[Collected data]
****
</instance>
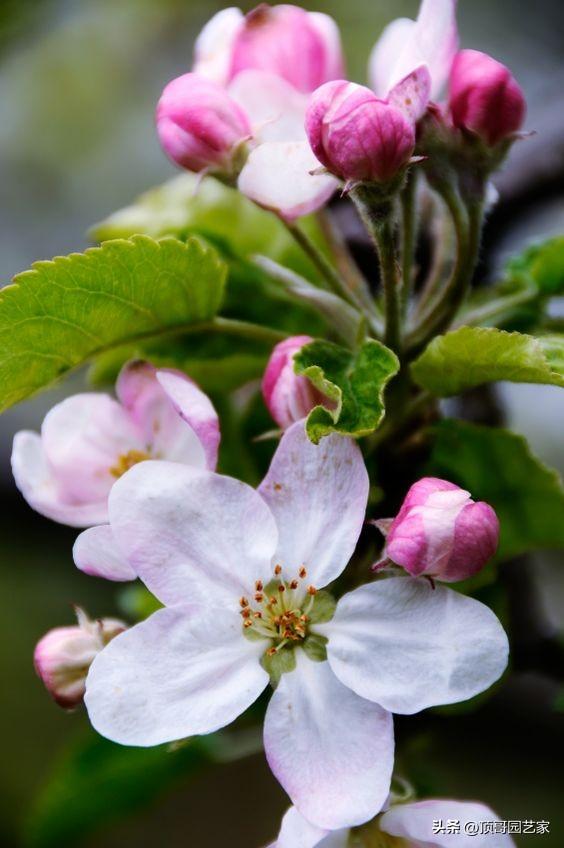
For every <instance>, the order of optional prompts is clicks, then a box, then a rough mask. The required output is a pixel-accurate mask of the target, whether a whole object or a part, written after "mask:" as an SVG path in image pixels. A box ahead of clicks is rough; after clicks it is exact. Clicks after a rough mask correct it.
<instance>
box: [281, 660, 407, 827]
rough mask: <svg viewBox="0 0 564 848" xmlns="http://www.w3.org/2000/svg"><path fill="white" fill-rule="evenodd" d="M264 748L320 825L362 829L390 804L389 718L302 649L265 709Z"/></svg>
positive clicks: (304, 808) (295, 794)
mask: <svg viewBox="0 0 564 848" xmlns="http://www.w3.org/2000/svg"><path fill="white" fill-rule="evenodd" d="M264 747H265V752H266V756H267V759H268V763H269V765H270V768H271V769H272V771H273V773H274V775H275V777H276V778H277V779H278V780H279V781H280V783H281V784H282V786H283V787H284V789H285V790H286V792H287V793H288V795H289V796H290V798H291V799H292V801H293V803H294V804H295V805H296V807H297V808H298V810H299V812H300V813H301V814H302V815H303V816H304V817H305V818H306V819H307V820H308V821H309V822H311V823H312V824H314V825H316V826H317V827H319V828H322V829H323V828H326V829H328V830H337V829H339V828H344V827H347V826H350V825H355V824H361V823H362V822H365V821H368V820H369V819H371V818H372V817H373V816H375V815H376V813H377V812H379V810H380V809H381V807H382V806H383V804H384V801H385V800H386V797H387V795H388V792H389V787H390V779H391V774H392V766H393V758H394V753H393V751H394V738H393V726H392V716H391V715H390V713H388V712H386V711H385V710H383V709H381V708H380V707H378V706H377V705H376V704H371V703H370V702H368V701H365V700H364V699H362V698H359V697H357V696H356V695H355V694H354V693H353V692H351V691H350V689H347V688H346V687H345V686H343V685H342V684H341V683H340V682H339V681H338V680H337V678H336V677H335V675H334V674H333V672H332V671H331V669H330V667H329V665H328V664H327V663H326V662H311V661H310V660H309V659H308V658H307V657H306V656H305V655H304V654H303V653H302V652H301V651H298V656H297V665H296V669H295V670H294V671H292V672H289V673H287V674H284V675H283V676H282V679H281V681H280V683H279V685H278V687H277V688H276V690H275V692H274V694H273V696H272V700H271V702H270V704H269V706H268V709H267V712H266V718H265V724H264Z"/></svg>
****
Exercise description ::
Write down exactly the span of lines above from the one containing "box: [281, 660, 407, 827]" to the one containing "rough mask: <svg", both ends included.

Final answer ::
box: [281, 660, 407, 827]
rough mask: <svg viewBox="0 0 564 848" xmlns="http://www.w3.org/2000/svg"><path fill="white" fill-rule="evenodd" d="M264 748L320 825L362 829L390 804L389 718L302 649L265 709Z"/></svg>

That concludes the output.